• Exercise details: Each entry needs to be retyped exactly.

______

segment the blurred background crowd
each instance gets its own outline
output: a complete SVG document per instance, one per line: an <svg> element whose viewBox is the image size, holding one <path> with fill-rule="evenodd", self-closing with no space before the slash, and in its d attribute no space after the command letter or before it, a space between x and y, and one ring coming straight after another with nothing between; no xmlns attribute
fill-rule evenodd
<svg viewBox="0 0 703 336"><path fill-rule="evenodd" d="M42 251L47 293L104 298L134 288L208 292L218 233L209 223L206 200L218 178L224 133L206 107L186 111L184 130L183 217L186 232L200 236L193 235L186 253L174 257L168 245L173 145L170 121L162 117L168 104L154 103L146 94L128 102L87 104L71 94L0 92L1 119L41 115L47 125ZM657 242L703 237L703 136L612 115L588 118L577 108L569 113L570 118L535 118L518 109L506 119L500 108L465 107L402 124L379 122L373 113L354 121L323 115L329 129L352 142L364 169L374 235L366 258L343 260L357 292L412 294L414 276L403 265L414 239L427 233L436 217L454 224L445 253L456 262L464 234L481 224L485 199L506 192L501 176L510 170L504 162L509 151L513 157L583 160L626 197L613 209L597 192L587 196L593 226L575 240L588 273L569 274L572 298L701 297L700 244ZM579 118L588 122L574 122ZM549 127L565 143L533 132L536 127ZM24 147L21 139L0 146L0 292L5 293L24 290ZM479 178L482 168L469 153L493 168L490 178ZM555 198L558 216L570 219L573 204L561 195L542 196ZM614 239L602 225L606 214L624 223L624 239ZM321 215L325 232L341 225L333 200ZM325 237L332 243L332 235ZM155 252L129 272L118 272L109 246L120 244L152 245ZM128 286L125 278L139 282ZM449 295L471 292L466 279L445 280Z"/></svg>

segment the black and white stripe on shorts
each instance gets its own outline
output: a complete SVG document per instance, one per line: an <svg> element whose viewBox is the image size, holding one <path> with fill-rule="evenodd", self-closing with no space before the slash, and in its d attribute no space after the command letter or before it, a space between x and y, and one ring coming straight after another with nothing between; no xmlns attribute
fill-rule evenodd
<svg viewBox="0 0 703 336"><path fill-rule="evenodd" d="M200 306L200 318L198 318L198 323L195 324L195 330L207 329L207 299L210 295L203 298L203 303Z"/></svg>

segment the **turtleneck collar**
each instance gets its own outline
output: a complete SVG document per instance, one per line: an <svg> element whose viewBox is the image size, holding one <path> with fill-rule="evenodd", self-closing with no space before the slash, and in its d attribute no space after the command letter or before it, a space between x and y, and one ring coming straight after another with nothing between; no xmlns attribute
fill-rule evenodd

______

• Answer for the task:
segment the blurred background crowd
each instance gets its own outline
output: a complete SVG document per instance, one per line: an <svg> element whose viewBox is the image size, holding one <path> with fill-rule="evenodd", self-closing with no space before the slash, and in its d attribute no space after the command letter or before it, a space between x and y, and one ring coming straight after another with nothing between; no xmlns attribute
fill-rule evenodd
<svg viewBox="0 0 703 336"><path fill-rule="evenodd" d="M42 251L47 293L104 298L134 288L208 292L218 233L209 223L206 200L218 178L224 133L206 107L186 111L184 130L183 217L186 232L200 236L193 235L186 253L174 257L168 245L173 145L170 121L162 117L168 104L154 103L146 94L128 102L87 104L71 94L0 92L1 119L41 115L47 125ZM657 242L703 237L703 136L612 115L588 118L577 108L569 113L570 118L535 118L518 109L506 119L500 108L465 107L402 124L379 122L373 113L354 121L323 115L329 129L352 142L364 169L374 235L366 258L343 260L357 292L412 294L414 276L403 265L414 239L427 233L436 217L454 224L445 253L456 262L464 234L481 224L485 199L506 192L501 176L510 170L504 162L509 151L513 157L583 160L626 197L613 209L597 192L587 196L593 226L575 240L588 273L569 274L572 298L701 297L700 244ZM579 118L588 122L574 122ZM549 127L565 143L533 132L536 127ZM24 147L21 139L0 146L0 292L5 293L24 290ZM479 178L482 168L469 153L493 168L490 178ZM555 198L558 216L570 219L573 204L561 195L542 196ZM614 239L602 225L606 214L624 223L624 239ZM321 215L325 232L341 225L333 200ZM325 237L332 243L332 235ZM155 252L129 272L118 272L109 246L120 244L152 245ZM128 286L125 278L139 282ZM449 295L471 292L466 279L445 280Z"/></svg>

segment the black and white stripe on shorts
each instance gets its own outline
output: a complete SVG document per instance, one per line: an <svg> element whose viewBox is the image size, holding one <path> with fill-rule="evenodd", self-closing with no space before the slash, and in its d attribute no space after the command letter or before it, a space between x and y, and one ring coming straight after another with nothing between; no xmlns attribute
fill-rule evenodd
<svg viewBox="0 0 703 336"><path fill-rule="evenodd" d="M200 306L200 318L198 318L198 323L195 324L195 330L207 329L207 299L210 295L203 298L203 303Z"/></svg>

segment the **turtleneck collar**
each instance gets its own outline
output: a complete SVG document per instance, one per line: an <svg> element whose viewBox is the image size, holding one <path> with fill-rule="evenodd", self-closing with no space before the slash, and in its d attribute no space after the command letter or before it, a space between x and y, and one ring coming straight after another with nothing between; no xmlns attribute
fill-rule evenodd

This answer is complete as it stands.